→ Problem to work on: Change "police" to "patrol" in everything from the start of the records down to the line containing "(1210, 198)", and write those lines out again with nothing else altered. Leave the pictures out of your answer.

>> Begin Data section

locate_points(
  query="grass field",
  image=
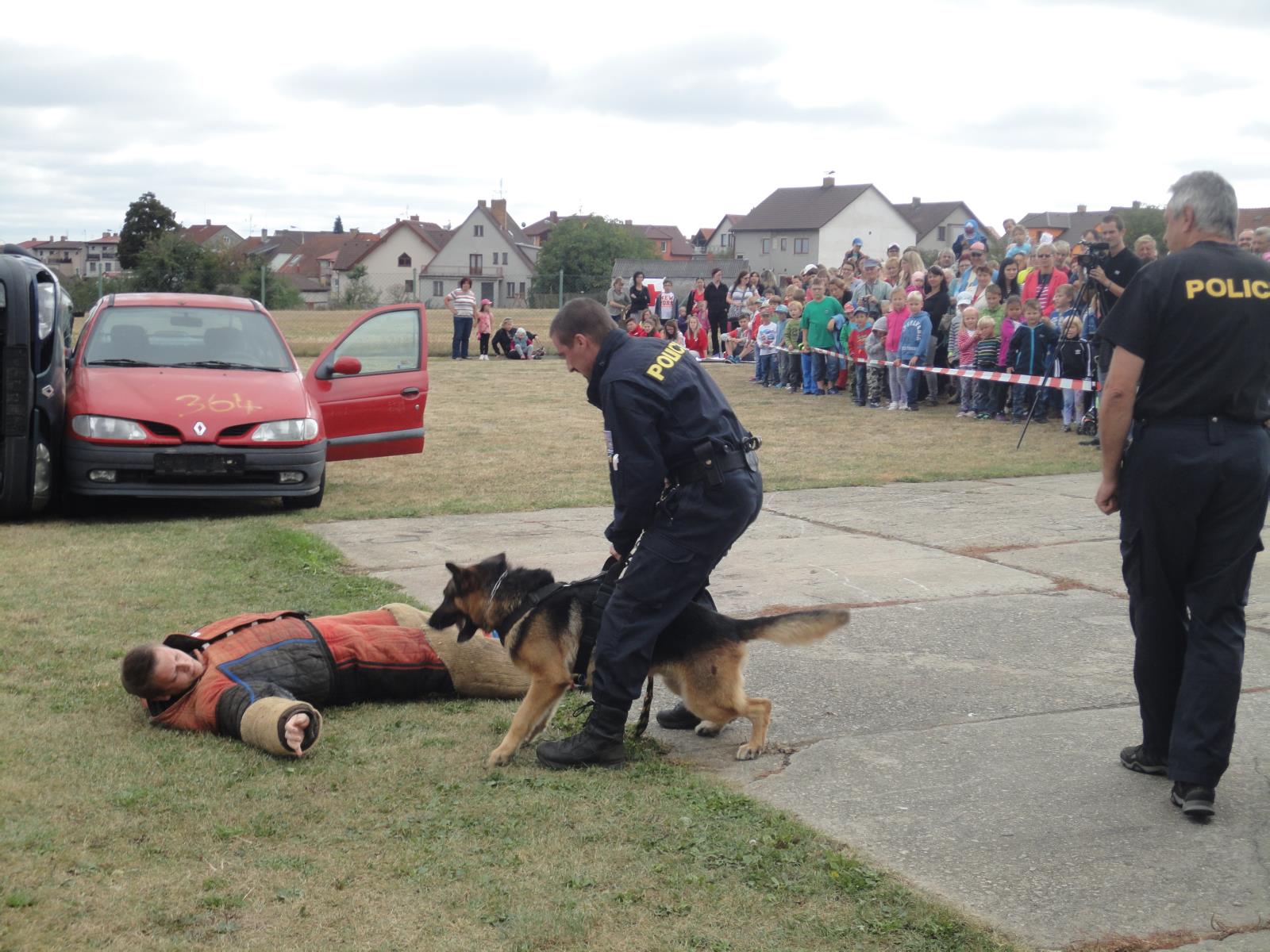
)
(117, 835)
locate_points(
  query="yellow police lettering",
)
(671, 355)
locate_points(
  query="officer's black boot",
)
(597, 744)
(677, 719)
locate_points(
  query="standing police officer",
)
(686, 486)
(1191, 374)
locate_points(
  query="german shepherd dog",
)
(702, 655)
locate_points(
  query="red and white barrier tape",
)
(1028, 378)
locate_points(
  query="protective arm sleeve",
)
(260, 721)
(637, 470)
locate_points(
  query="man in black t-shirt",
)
(1119, 271)
(1191, 374)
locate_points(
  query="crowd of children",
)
(813, 334)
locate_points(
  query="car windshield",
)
(187, 336)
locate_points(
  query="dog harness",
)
(603, 585)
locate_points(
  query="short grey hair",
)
(1210, 198)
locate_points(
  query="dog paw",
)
(499, 758)
(749, 752)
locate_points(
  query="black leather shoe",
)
(1138, 759)
(597, 744)
(1195, 801)
(677, 719)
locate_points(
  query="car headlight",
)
(107, 428)
(286, 431)
(46, 300)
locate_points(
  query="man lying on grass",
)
(260, 677)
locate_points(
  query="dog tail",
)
(794, 628)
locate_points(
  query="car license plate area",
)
(198, 463)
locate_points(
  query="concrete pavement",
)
(963, 730)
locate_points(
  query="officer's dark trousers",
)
(692, 531)
(1193, 501)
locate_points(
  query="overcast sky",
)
(270, 116)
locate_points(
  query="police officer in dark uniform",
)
(1191, 380)
(686, 486)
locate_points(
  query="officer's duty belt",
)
(711, 465)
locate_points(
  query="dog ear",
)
(467, 631)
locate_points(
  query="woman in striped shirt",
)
(463, 305)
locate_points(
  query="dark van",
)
(35, 340)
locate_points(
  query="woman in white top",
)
(463, 305)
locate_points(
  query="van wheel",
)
(308, 501)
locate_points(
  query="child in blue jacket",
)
(914, 340)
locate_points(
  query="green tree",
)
(145, 220)
(1145, 220)
(584, 249)
(279, 295)
(359, 292)
(171, 263)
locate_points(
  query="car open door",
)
(372, 403)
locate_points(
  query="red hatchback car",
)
(200, 397)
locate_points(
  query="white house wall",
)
(381, 264)
(873, 220)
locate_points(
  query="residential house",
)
(67, 258)
(491, 249)
(393, 264)
(719, 241)
(214, 238)
(302, 258)
(937, 224)
(794, 228)
(102, 255)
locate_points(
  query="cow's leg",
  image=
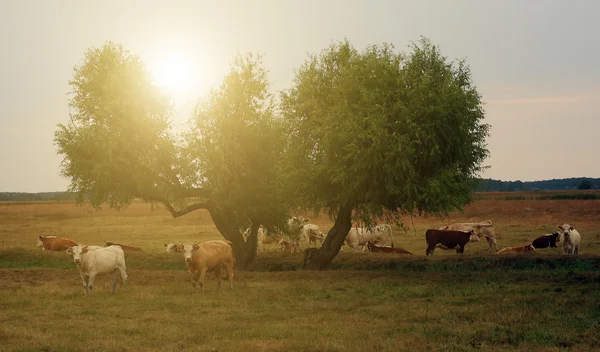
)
(123, 277)
(91, 283)
(84, 278)
(218, 276)
(201, 279)
(113, 279)
(229, 269)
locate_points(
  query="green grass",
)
(368, 302)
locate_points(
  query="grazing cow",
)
(53, 243)
(522, 249)
(311, 233)
(125, 247)
(358, 236)
(448, 238)
(106, 260)
(309, 253)
(283, 245)
(173, 247)
(374, 248)
(571, 239)
(295, 225)
(482, 229)
(208, 256)
(546, 241)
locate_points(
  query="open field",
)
(477, 301)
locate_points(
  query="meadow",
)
(478, 301)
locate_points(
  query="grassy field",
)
(478, 301)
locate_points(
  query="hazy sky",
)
(535, 62)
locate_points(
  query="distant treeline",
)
(490, 185)
(30, 197)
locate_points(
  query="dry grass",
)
(371, 302)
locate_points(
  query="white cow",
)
(172, 247)
(295, 225)
(482, 229)
(570, 238)
(358, 236)
(311, 233)
(105, 260)
(261, 237)
(208, 256)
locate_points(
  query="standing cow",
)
(571, 239)
(482, 229)
(546, 241)
(358, 236)
(105, 260)
(208, 256)
(449, 239)
(53, 243)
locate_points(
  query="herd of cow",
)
(213, 256)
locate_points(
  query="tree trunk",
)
(227, 227)
(322, 258)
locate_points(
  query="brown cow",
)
(449, 239)
(53, 243)
(523, 249)
(372, 247)
(125, 247)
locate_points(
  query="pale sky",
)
(535, 63)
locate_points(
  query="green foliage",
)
(117, 145)
(236, 143)
(376, 128)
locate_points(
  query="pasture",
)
(368, 302)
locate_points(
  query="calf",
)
(125, 247)
(482, 229)
(522, 249)
(53, 243)
(448, 238)
(358, 236)
(108, 260)
(571, 239)
(208, 256)
(374, 248)
(546, 241)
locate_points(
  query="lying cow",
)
(173, 247)
(571, 239)
(125, 247)
(372, 247)
(53, 243)
(208, 256)
(482, 229)
(522, 249)
(546, 241)
(448, 238)
(105, 260)
(358, 236)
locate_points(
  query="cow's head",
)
(77, 252)
(566, 228)
(188, 250)
(472, 236)
(529, 248)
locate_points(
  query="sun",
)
(173, 72)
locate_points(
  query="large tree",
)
(119, 145)
(377, 133)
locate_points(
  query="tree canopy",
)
(377, 130)
(358, 134)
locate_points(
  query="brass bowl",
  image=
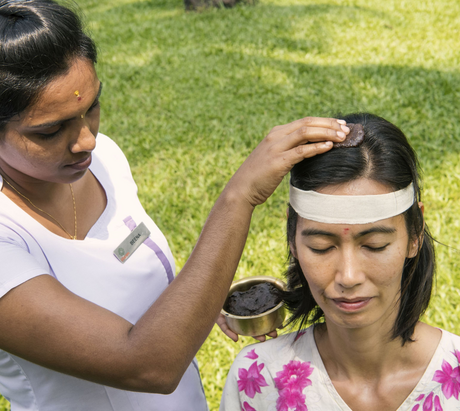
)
(259, 324)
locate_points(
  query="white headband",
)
(349, 209)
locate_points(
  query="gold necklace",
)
(72, 237)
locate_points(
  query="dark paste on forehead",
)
(354, 138)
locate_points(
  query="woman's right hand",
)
(279, 151)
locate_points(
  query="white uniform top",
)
(89, 269)
(287, 374)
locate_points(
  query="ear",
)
(292, 246)
(416, 244)
(293, 249)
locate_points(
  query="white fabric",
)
(287, 370)
(350, 209)
(89, 269)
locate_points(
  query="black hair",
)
(38, 41)
(385, 156)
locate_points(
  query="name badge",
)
(132, 242)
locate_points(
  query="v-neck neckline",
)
(408, 401)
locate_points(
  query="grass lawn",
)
(188, 95)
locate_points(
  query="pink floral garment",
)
(287, 374)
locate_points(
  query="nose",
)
(349, 273)
(85, 140)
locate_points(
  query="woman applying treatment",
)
(361, 271)
(92, 316)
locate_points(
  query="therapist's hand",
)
(279, 151)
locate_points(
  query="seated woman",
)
(361, 271)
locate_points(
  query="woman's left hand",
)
(234, 336)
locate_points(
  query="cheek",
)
(318, 275)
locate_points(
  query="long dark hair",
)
(385, 156)
(38, 41)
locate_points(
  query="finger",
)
(304, 151)
(321, 122)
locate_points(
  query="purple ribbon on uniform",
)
(131, 224)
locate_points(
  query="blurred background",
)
(188, 94)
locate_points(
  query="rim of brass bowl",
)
(247, 324)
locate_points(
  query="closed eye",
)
(376, 249)
(321, 250)
(94, 105)
(49, 136)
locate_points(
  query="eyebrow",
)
(58, 122)
(378, 229)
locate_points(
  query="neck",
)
(360, 352)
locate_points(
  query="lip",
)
(82, 164)
(351, 304)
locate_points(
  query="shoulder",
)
(107, 148)
(109, 158)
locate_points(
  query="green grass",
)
(188, 95)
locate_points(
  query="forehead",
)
(357, 187)
(361, 186)
(390, 226)
(59, 99)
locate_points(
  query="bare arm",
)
(54, 328)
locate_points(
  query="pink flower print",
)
(290, 383)
(291, 399)
(428, 404)
(252, 355)
(437, 404)
(299, 334)
(247, 407)
(294, 376)
(251, 380)
(457, 355)
(449, 378)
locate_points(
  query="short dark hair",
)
(38, 41)
(384, 156)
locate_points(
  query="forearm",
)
(180, 320)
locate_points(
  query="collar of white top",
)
(350, 209)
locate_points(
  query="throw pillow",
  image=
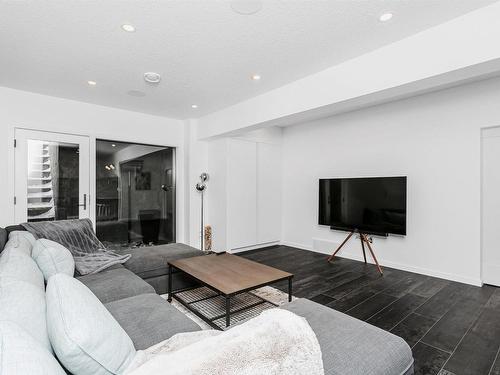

>> End Data section

→ Exercise answer:
locate_points(
  query="grass field",
  image=
)
(117, 835)
locate_points(
  query="yellow patrol lettering",
)
(671, 355)
locate_points(
  query="officer's black boot",
)
(597, 744)
(677, 719)
locate_points(
  query="standing patrol officer",
)
(686, 486)
(1191, 374)
locate_points(
  query="german shepherd dog",
)
(702, 655)
locate_points(
  query="red and white barrier tape",
)
(1028, 378)
locate_points(
  query="protective arm sleeve",
)
(260, 721)
(637, 470)
locate_points(
  query="man in black t-shirt",
)
(1119, 271)
(1191, 374)
locate_points(
  query="crowd of children",
)
(813, 334)
locate_points(
  query="car windshield",
)
(187, 336)
locate_points(
  query="dog harness",
)
(603, 585)
locate_points(
  query="short grey hair",
)
(1210, 198)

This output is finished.